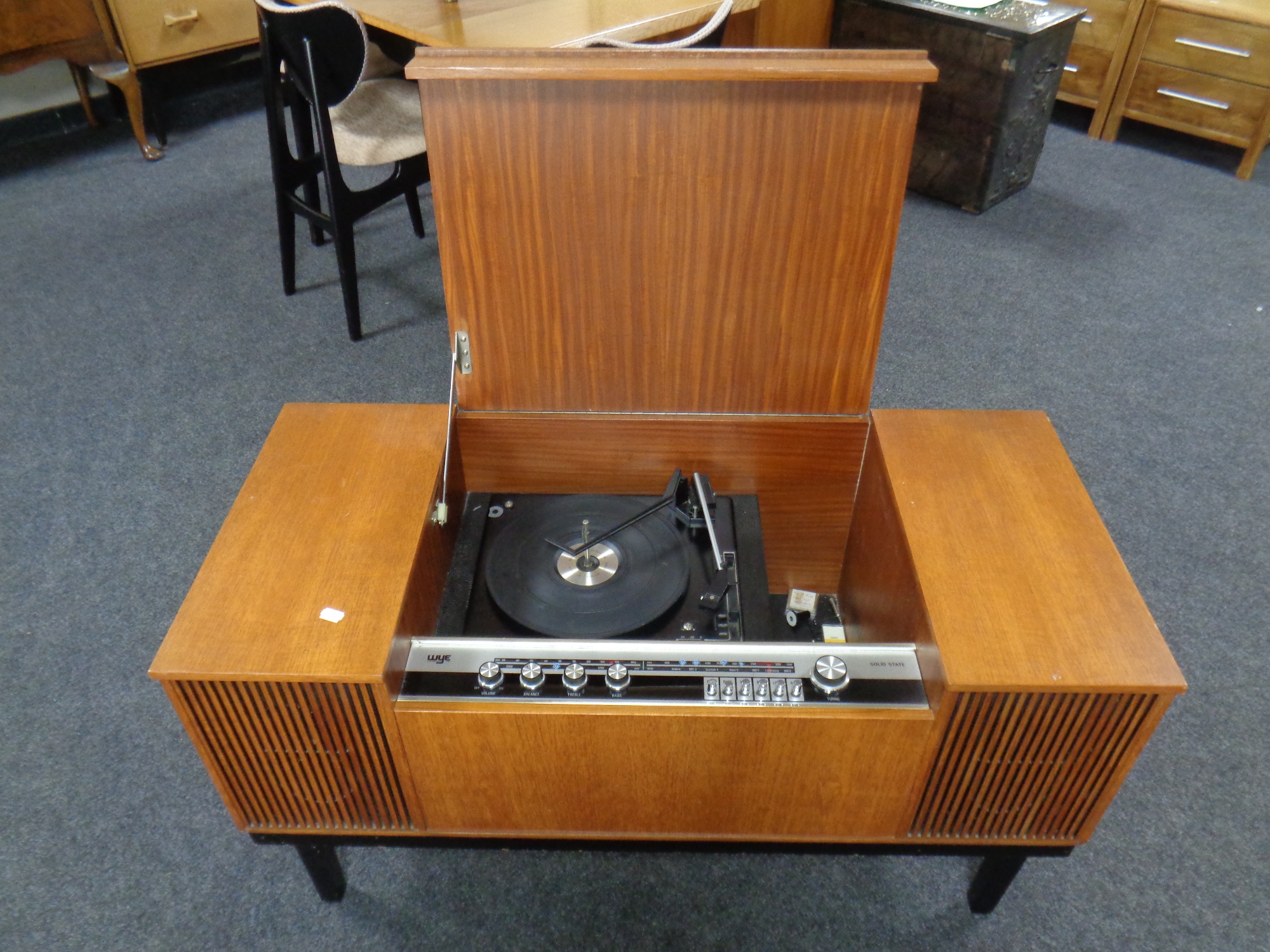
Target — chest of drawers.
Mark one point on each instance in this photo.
(1098, 55)
(1202, 68)
(163, 31)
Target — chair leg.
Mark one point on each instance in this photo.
(288, 247)
(347, 258)
(412, 202)
(312, 194)
(311, 191)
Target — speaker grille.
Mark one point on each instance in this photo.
(298, 757)
(1027, 767)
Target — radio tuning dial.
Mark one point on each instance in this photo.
(575, 680)
(533, 677)
(830, 676)
(618, 680)
(490, 677)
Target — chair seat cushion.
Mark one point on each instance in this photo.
(380, 122)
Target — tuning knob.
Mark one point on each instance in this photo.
(575, 680)
(533, 677)
(830, 676)
(618, 680)
(490, 676)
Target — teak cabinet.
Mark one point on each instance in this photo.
(1203, 68)
(672, 260)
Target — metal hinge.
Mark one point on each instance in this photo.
(463, 347)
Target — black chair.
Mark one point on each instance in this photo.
(321, 67)
(709, 36)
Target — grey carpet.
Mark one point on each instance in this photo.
(148, 347)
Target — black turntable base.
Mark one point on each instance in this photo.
(651, 568)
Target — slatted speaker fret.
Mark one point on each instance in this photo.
(298, 757)
(1027, 767)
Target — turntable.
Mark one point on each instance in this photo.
(510, 618)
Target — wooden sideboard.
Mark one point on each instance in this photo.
(82, 34)
(1202, 68)
(116, 39)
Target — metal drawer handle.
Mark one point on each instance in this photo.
(1189, 98)
(1213, 48)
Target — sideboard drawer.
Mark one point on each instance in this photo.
(1187, 101)
(1085, 72)
(1102, 25)
(1211, 45)
(156, 31)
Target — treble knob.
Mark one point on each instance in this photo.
(533, 677)
(490, 676)
(575, 680)
(830, 676)
(618, 680)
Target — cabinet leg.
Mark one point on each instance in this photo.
(81, 76)
(1254, 152)
(324, 870)
(996, 873)
(125, 79)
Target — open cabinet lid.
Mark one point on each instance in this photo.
(669, 232)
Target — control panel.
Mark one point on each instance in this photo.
(664, 672)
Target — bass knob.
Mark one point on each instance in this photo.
(618, 680)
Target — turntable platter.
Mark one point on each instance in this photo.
(642, 572)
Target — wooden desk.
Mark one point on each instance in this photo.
(487, 25)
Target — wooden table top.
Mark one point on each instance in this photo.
(486, 25)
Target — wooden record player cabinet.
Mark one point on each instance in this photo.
(674, 260)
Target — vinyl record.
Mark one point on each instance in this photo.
(524, 571)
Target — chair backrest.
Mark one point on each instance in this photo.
(709, 36)
(328, 34)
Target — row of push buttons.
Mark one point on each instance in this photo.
(780, 691)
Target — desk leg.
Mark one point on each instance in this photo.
(996, 873)
(81, 76)
(324, 869)
(125, 79)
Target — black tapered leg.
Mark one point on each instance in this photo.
(347, 258)
(288, 247)
(324, 870)
(312, 194)
(412, 204)
(304, 130)
(996, 873)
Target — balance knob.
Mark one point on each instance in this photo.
(575, 680)
(490, 676)
(618, 680)
(830, 675)
(533, 677)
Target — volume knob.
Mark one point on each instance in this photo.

----

Exactly reproduce the entries above, minus the pictures.

Target — chest of drawers.
Mark one point on each instance in this photo.
(1098, 55)
(1202, 68)
(163, 31)
Target — chair leg.
Mark one point on each instance in this photo.
(288, 247)
(347, 258)
(412, 202)
(312, 194)
(311, 191)
Target — speaker grille.
Mark one point on each instance in this photo.
(298, 757)
(1027, 767)
Target — radio tuning dial.
Mark one point on each instance in this photo.
(575, 680)
(533, 677)
(830, 676)
(618, 680)
(490, 677)
Target — chair seat cushion.
Mark one point on each instance in this photo.
(380, 122)
Target — tuning knob.
Mark one point on each instance in this photo.
(575, 680)
(533, 677)
(830, 676)
(618, 680)
(490, 676)
Target — teak cabinet.
Mark one point on each instance in this photo.
(1203, 68)
(672, 260)
Target — metal hinge.
Mark one point on each instance in this photo.
(463, 347)
Target — black chair.
Mark one point on each instance in this photo.
(321, 67)
(709, 36)
Target — grey carpet.
Mark one point on each instance in this photo.
(148, 347)
Target — black turntable base.
Mark one point on each instance in this photo.
(651, 568)
Target — slatted speaker fret.
Mark one point on each instance in this photo.
(298, 757)
(1027, 767)
Target — turntable.
Mark one point on each instance in this photo.
(510, 618)
Target — wooden sideboard.
Mark one point on each instance in this photo.
(82, 34)
(1202, 68)
(116, 39)
Target — metal drawer handle.
Mark one point on each instance in this photo.
(1189, 98)
(1213, 48)
Target — sideboard drawer.
Mark one point on each instance in this photo.
(1187, 101)
(1085, 72)
(1102, 25)
(1211, 45)
(156, 31)
Target — treble knob.
Mark one point on each instance in this photo.
(533, 677)
(490, 676)
(575, 680)
(830, 676)
(618, 680)
Target — cabinet leg.
Mark one point on each instance in this photo.
(81, 76)
(1254, 152)
(324, 870)
(996, 873)
(125, 79)
Target — open cabinet lid.
Mark one point on each instance in this photo.
(669, 232)
Target — control panel.
Mark one point on each instance in this photo.
(664, 672)
Target — bass knob.
Mark one point on each instance in this photo.
(618, 680)
Target — turntable platter.
Mark one point on each instance in this photo.
(642, 572)
Target — wooden desk.
Mark one point on each instance in this photo.
(487, 25)
Target — wooden table top.
Mark one point on each instance in this photo.
(486, 25)
Target — wooden record player cabinet.
Mark one point on each instance in this photo.
(674, 260)
Target — vinyl record.
Mark one point on each instance in this photo.
(524, 571)
Target — chair backrest.
Mark one point on each instance in this photo.
(709, 36)
(328, 34)
Target — row of push buttons.
Mark one point on each instance in this photo.
(780, 691)
Target — desk leg.
Mark one point on each instance in this photo.
(996, 873)
(81, 76)
(324, 869)
(125, 79)
Target — black tapered leg.
Mark one point on each instance in this photo.
(347, 258)
(288, 247)
(324, 870)
(312, 194)
(412, 204)
(304, 130)
(996, 873)
Target — balance knob.
Mark one point on each instance in this photo.
(575, 680)
(490, 676)
(618, 680)
(830, 675)
(533, 677)
Target — volume knob.
Mark one point on each instance in this photo.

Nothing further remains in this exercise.